ROBERT ALECKSON et al., Appellees, v. THE VILLAGE OF ROUND LAKE
PARK et al. (Elizabeth Ohlinger et al., Appellants).
Opinion filed April 17, 1997.

JUSTICE FREEMAN delivered the opinion of the court:
The dispositive issue in this appeal is whether the appellate
court may decline to apply one of its prior, published opinions to
a case which was pending at the time the previous decision was
issued. We conclude that the appellate court may.

BACKGROUND
The litigation between the parties in this case centers on a
promotional examination for the rank of sergeant in the Round Lake
Park police department. Plaintiffs, four members of the department,
filed an action for declaratory and injunctive relief in the
circuit court of Lake County on November 12, 1993. The complaint
named as defendants the board of fire and police commissioners of
the Village of Round Lake Park (Board); three board members in
their individual capacity; the Round Lake Park chief of police,
Daniel Veit and the Village of Round Lake Park. Plaintiffs alleged
that defendants violated various sections of the Illinois Municipal
Code (65 ILCS 5/10--2.1--1 et seq. (West 1992)) during a
promotional examination administered by defendants on November 12,
1992. Plaintiffs sought, inter alia, (i) a declaration that the
exam was void ab initio, (ii) an injunction against those who
passed the exam from holding the rank of sergeant, and (iii) an
injunction directing the Board to administer a promotional test
which comports with the requirements of the Municipal Code.
Defendants subsequently moved to dismiss the complaint
pursuant to section 2--619(a)(5) of the Code of Civil Procedure
(735 ILCS 5/2--619(a)(5) (West 1992)). In the motions, defendants
argued, among other things, that plaintiffs' action for declaratory
and injunctive relief was, in essence, an action for administrative
review. As such, the action was subject to the requirement that all
complaints seeking review of decisions of administrative agencies
be filed within 35 days of service of the final administrative
decision. 735 ILCS 5/3--103 (West 1992). Defendants, therefore,
asserted that plaintiffs' complaint, filed one year after the
promotional decisions were made, was untimely. According to
defendants, plaintiffs' decision to challenge the promotions by way
of a declaratory and injunctive action rather than proceeding under
administrative review resulted in the loss of their right to seek
judicial relief.
In response, plaintiffs argued that actions concerning police
promotions fell beyond the purview of administrative review and
that, therefore, the one-year statute of limitations for actions
against local public entities applied. In support of this argument,
plaintiffs pointed out that the Second District of the Appellate
Court considered the action outside the scope of the administrative
review law. See, e.g., Barrows v. City of North Chicago, 32 Ill.

### EXTRACTED DATA

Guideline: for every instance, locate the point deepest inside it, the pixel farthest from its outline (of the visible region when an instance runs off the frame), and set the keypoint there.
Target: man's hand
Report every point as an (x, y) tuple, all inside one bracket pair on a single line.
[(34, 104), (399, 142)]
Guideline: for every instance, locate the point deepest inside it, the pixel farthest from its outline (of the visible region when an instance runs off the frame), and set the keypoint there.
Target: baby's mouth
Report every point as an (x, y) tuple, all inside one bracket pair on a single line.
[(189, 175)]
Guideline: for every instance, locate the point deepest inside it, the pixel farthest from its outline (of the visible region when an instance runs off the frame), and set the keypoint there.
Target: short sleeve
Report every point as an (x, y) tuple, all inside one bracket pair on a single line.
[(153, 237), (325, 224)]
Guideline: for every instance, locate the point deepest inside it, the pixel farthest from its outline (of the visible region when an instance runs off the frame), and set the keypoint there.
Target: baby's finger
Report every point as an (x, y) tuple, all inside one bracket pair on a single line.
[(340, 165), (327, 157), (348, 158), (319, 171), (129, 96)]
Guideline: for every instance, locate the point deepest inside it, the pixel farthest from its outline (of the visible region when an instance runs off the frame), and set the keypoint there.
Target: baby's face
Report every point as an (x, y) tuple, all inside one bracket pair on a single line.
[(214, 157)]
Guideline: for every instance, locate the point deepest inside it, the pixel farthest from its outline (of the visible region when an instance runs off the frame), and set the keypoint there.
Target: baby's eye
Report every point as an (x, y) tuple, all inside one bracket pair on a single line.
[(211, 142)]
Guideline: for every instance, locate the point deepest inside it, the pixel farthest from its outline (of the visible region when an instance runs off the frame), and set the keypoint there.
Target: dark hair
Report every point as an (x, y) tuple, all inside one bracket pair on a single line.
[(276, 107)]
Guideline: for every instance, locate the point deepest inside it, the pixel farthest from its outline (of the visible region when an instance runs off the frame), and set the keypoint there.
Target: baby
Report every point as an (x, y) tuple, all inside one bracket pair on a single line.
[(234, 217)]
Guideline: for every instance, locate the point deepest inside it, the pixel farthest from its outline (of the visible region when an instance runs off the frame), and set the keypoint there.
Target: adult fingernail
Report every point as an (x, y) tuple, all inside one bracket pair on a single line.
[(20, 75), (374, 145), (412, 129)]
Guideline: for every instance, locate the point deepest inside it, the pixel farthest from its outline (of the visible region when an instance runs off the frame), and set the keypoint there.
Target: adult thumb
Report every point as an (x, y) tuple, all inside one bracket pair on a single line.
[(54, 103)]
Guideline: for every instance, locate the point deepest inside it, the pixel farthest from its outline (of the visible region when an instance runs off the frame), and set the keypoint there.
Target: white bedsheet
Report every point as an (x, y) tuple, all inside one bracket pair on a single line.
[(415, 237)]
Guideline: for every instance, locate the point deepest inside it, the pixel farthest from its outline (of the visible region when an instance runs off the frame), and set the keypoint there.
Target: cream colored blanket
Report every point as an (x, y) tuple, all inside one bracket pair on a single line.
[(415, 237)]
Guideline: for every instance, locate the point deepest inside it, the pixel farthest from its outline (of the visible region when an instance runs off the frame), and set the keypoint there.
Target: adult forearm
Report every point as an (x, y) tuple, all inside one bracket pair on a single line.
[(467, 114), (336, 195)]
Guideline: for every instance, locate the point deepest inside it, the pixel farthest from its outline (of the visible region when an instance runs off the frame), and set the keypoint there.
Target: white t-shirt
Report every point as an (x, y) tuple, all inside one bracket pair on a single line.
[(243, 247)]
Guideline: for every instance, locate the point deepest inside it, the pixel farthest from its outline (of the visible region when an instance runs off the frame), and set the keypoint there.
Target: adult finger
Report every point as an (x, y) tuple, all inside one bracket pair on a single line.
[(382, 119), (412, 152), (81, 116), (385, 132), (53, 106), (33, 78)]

### TASK PROMPT
Resume the court opinion on the Round Lake Park police promotion dispute from the point where it stops. The records are separate material and are unrelated to the court opinion.

### EXERCISE ANSWER
App. 3d 960 (1975); Foster v. Board of Fire & Police Commissioners,
81 Ill. App. 3d 48 (1980). Plaintiffs noted that because the
circuit court of Lake County was situated in the Second District,
the circuit judge was bound to follow the law as set forth in
Barrows and its progeny. Barrows notwithstanding, the court ruled
that plaintiffs' action fell under the administrative review law
and dismissed the complaint with prejudice because plaintiffs had
not complied with the 35-day filing requirement contained in the
Administrative Review Act. 735 ILCS 5/3--103 (West 1992).
Plaintiffs appealed.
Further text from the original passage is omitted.